● **The request**: Rewrite all of the items below with "bounding boxes" replaced by "box coordinates" and everything else left unchanged, and leave the pictures out of your answer.

______

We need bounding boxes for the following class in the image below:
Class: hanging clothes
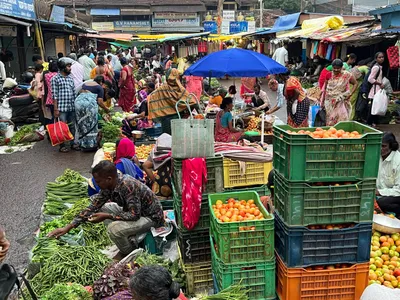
[182,158,207,230]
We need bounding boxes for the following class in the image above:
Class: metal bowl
[131,130,144,139]
[373,215,400,234]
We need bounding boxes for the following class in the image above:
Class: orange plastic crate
[276,254,369,300]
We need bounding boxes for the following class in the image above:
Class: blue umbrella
[185,48,287,77]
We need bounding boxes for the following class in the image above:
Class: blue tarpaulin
[255,13,300,35]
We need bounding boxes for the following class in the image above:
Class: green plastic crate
[172,156,224,195]
[274,173,376,226]
[174,194,210,232]
[208,191,274,263]
[273,122,382,182]
[210,239,276,300]
[183,262,213,296]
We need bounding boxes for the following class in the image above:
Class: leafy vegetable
[99,121,121,143]
[31,245,110,297]
[41,283,92,300]
[93,263,134,300]
[56,169,86,183]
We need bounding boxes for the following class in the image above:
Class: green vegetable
[56,169,86,183]
[31,245,110,297]
[10,123,41,146]
[99,121,121,143]
[40,283,92,300]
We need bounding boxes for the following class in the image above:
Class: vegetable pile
[41,283,92,300]
[32,245,110,296]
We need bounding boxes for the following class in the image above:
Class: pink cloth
[182,158,207,230]
[186,75,203,100]
[44,72,57,105]
[368,64,383,99]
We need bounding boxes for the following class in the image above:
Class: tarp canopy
[249,13,300,35]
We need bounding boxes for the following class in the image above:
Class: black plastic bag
[314,108,326,127]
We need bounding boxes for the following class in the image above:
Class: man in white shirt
[78,50,96,81]
[272,42,289,67]
[251,84,271,111]
[376,132,400,216]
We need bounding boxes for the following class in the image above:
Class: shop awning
[249,13,300,36]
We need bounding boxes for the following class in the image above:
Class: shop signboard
[152,16,200,28]
[0,0,36,20]
[221,21,230,34]
[154,12,197,19]
[92,22,114,31]
[229,21,248,34]
[114,20,150,31]
[203,21,218,33]
[247,21,256,32]
[222,10,235,21]
[50,5,65,23]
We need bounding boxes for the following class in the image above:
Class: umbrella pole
[261,112,265,147]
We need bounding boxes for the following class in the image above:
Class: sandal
[58,147,69,153]
[71,145,81,151]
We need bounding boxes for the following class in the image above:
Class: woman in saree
[215,98,243,143]
[281,72,310,128]
[118,57,136,112]
[321,59,357,126]
[147,69,197,134]
[88,138,144,196]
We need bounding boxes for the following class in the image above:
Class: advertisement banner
[0,0,36,20]
[114,20,150,31]
[203,21,218,34]
[152,16,200,28]
[49,5,65,23]
[154,12,197,19]
[229,21,248,34]
[222,10,235,21]
[92,22,114,31]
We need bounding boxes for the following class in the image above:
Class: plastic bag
[371,90,388,116]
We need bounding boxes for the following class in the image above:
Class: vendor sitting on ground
[209,88,226,106]
[88,138,144,196]
[251,84,271,111]
[376,132,400,217]
[48,161,164,256]
[215,98,243,143]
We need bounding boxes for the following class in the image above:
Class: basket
[208,191,274,263]
[178,228,211,264]
[172,156,224,196]
[273,122,382,182]
[183,262,213,296]
[275,215,372,268]
[224,158,272,189]
[276,255,369,300]
[172,190,210,232]
[210,240,275,300]
[274,173,376,226]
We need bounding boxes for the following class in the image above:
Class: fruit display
[212,198,264,223]
[286,127,361,139]
[136,144,155,160]
[369,231,400,289]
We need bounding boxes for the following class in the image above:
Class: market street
[0,140,93,270]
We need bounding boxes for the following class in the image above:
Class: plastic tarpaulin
[255,13,300,35]
[278,16,344,38]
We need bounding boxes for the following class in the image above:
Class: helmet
[21,72,33,83]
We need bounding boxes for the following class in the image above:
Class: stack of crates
[172,157,223,295]
[209,191,275,300]
[274,122,382,300]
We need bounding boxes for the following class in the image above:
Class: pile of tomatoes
[286,127,361,139]
[212,198,264,223]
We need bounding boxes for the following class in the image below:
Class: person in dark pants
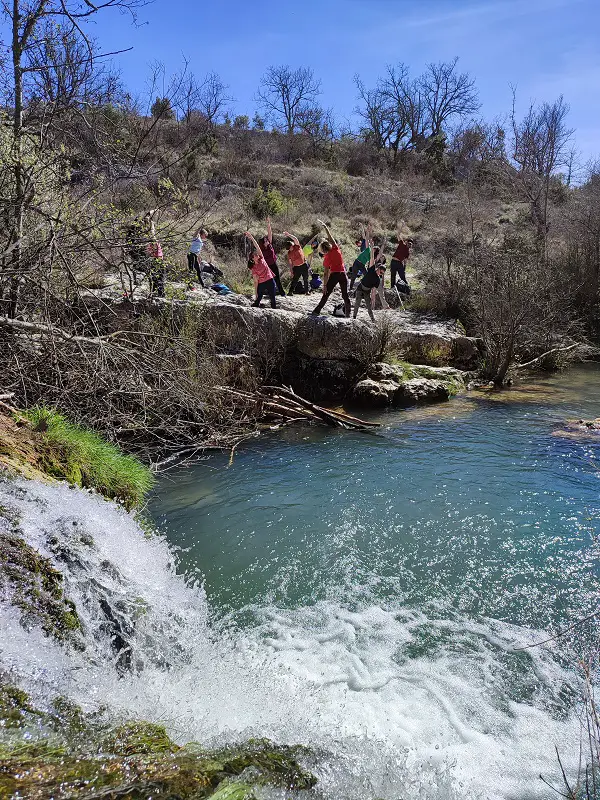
[246,231,277,308]
[188,228,208,287]
[146,239,165,297]
[258,217,285,297]
[354,252,385,322]
[311,220,350,317]
[284,231,308,297]
[390,237,413,289]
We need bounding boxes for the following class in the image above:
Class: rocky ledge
[81,289,482,402]
[351,363,465,408]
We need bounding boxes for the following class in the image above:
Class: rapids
[0,368,600,800]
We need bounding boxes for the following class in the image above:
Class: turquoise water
[151,365,600,628]
[146,365,600,800]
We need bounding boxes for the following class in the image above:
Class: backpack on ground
[396,278,411,297]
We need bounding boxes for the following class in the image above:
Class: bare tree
[355,59,479,163]
[354,75,397,151]
[24,21,123,109]
[256,66,321,135]
[2,0,143,317]
[511,90,573,259]
[197,72,233,126]
[418,58,481,136]
[298,106,335,158]
[176,70,201,122]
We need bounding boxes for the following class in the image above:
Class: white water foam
[0,482,579,800]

______

● **Final answer**:
We need box coordinates for the following class in the image below:
Class: hanging clothes
[182,158,207,230]
We need box coordinates for the following class in the image above:
Class: metal bowl
[131,130,144,139]
[373,215,400,234]
We need box coordinates for the following class in the image above:
Class: orange plastic crate
[276,254,369,300]
We need box coordinates for the following class in the image above:
Class: blue umbrella
[185,48,287,77]
We need box coordinates for the following class in the image above:
Class: blue tarpaulin
[255,13,300,35]
We need box coordinates for the following class in the image above:
Class: green plastic crate
[172,156,224,195]
[274,173,376,226]
[174,194,210,232]
[208,191,274,263]
[273,122,382,182]
[210,239,276,300]
[183,262,213,296]
We need box coordinates for the following class in the image above:
Class: leafy vegetable
[99,121,121,143]
[31,245,110,297]
[41,283,92,300]
[93,263,134,300]
[56,169,86,183]
We need box coordinates for the following class in the image above:
Class: green vegetable
[56,169,86,183]
[31,245,110,297]
[10,123,41,146]
[99,121,121,143]
[40,283,92,300]
We need box coordinates for the following class in the image above:
Class: vegetable pile
[41,283,92,300]
[32,245,110,296]
We need box coordinates for the following class in the image above:
Class: pink cloth
[182,158,207,230]
[186,75,203,100]
[44,72,57,105]
[368,64,383,99]
We need box coordinates for the following class in the image above:
Class: tarp canopy
[249,13,300,35]
We need box coordinates for the following class in the image above:
Class: black plastic bag
[314,108,326,127]
We need box coordinates for the following class in the image above:
Class: man in white shirt
[78,50,96,81]
[272,42,289,67]
[251,84,271,111]
[376,132,400,216]
We need box coordinates for the following class in the image above:
Class: shop awning
[249,13,300,36]
We need box coordinates for the following class in the image above:
Class: shop signboard
[152,16,200,28]
[0,0,36,20]
[221,21,230,34]
[154,12,197,19]
[92,22,114,31]
[229,21,248,34]
[114,20,150,31]
[203,21,218,33]
[247,21,256,32]
[222,10,235,21]
[50,5,65,23]
We need box coordinates for the following class in the image above:
Class: umbrella pole
[261,112,265,147]
We need box coordinates for the following class in the image above:
Class: sandal
[58,147,69,153]
[71,145,81,151]
We need box coordinates for the following class in the image above:
Class: woman in saree
[215,98,243,143]
[281,72,310,128]
[118,57,136,112]
[321,59,357,126]
[147,69,197,134]
[88,138,144,196]
We need box coordinates for the following class in the image above:
Class: advertisement banner
[0,0,36,20]
[114,20,150,31]
[203,21,218,34]
[152,16,200,28]
[49,5,65,23]
[154,12,197,19]
[229,21,248,34]
[222,10,235,21]
[92,22,114,31]
We need box coordinates for the following class in the image above:
Class: plastic bag
[371,90,388,116]
We need box coordinates for the following class in the image above:
Class: vendor sitting on ground
[209,88,226,106]
[88,138,144,196]
[251,84,271,111]
[376,132,400,217]
[48,161,164,256]
[215,98,243,143]
We need box coordinates for the following class in the image above:
Class: basket
[208,191,274,263]
[178,228,211,264]
[172,156,224,196]
[273,122,382,182]
[183,262,213,296]
[275,215,372,268]
[224,158,272,189]
[276,255,369,300]
[172,190,210,232]
[210,240,275,300]
[274,173,376,226]
We need box coordinates for the following class in the image above:
Class: fruit display
[212,198,264,223]
[286,127,361,139]
[136,144,155,160]
[369,231,400,289]
We need box coordinates for the following class in the image above:
Class: market street
[0,140,93,270]
We need box coordinates for the following class in the image above:
Class: plastic tarpaulin
[255,13,300,35]
[278,16,344,38]
We need box coordinates for the following class in the image above:
Class: helmet
[21,72,33,83]
We need box coordinates for the following class in the image above:
Class: stack of crates
[172,157,223,295]
[209,191,275,300]
[274,122,382,300]
We need box coordinates for the following class in the image above:
Class: pile of tomatoes
[286,127,361,139]
[212,198,264,223]
We need box coordinates for the following class in the image below:
Class: person in dark pants
[246,231,277,308]
[188,228,208,287]
[146,239,165,297]
[258,217,285,297]
[354,252,385,322]
[311,220,350,317]
[284,231,308,297]
[390,237,413,289]
We need box coordinates for the following class in the image above:
Class: rocky ledge
[81,289,482,402]
[351,363,465,408]
We need box coordinates for the following class in the image above:
Class: rapids
[0,368,600,800]
We need box coordinates for the following class in the image above:
Class: turquoise water
[151,365,600,628]
[146,365,600,800]
We need box coordinates for the following class in the image above:
Class: backpack on ground
[396,278,411,297]
We need box coordinates for the following class in the image above:
Class: bare tree
[355,59,479,163]
[354,75,397,151]
[24,21,123,109]
[256,66,321,135]
[2,0,143,317]
[511,90,573,259]
[197,72,233,126]
[418,58,481,136]
[298,106,335,158]
[176,70,201,122]
We need box coordinates for the following class in the image above:
Class: white water foam
[0,482,579,800]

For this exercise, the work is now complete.